▸ Set problem
Copy out the listing below with "innermost" swapped for "central" and every other part left as it is. Omit the pictures.
[Start]
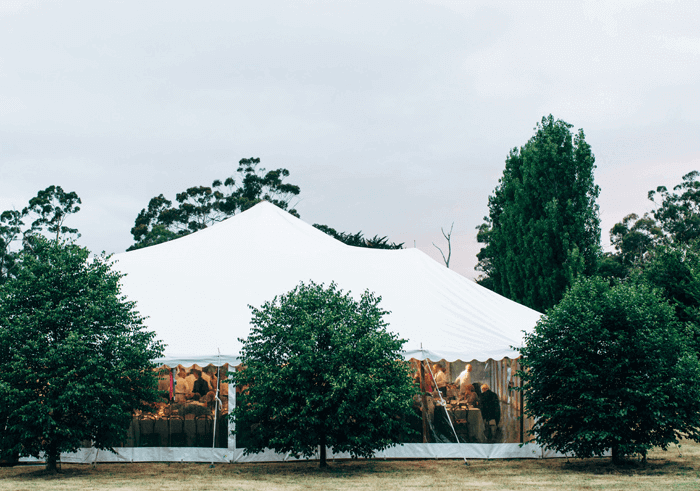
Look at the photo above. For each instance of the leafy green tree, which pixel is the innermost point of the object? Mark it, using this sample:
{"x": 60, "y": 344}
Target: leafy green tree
{"x": 679, "y": 211}
{"x": 543, "y": 228}
{"x": 358, "y": 239}
{"x": 610, "y": 368}
{"x": 76, "y": 358}
{"x": 321, "y": 369}
{"x": 199, "y": 207}
{"x": 633, "y": 238}
{"x": 47, "y": 211}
[End]
▸ Answer for this exercise
Look at the photo above. For each instance of the leafy green tree, which pixel is the central point of the object? Mark it, using this sample:
{"x": 60, "y": 344}
Target: leafy green tree
{"x": 679, "y": 211}
{"x": 543, "y": 228}
{"x": 358, "y": 239}
{"x": 610, "y": 368}
{"x": 76, "y": 358}
{"x": 321, "y": 369}
{"x": 199, "y": 207}
{"x": 633, "y": 238}
{"x": 47, "y": 211}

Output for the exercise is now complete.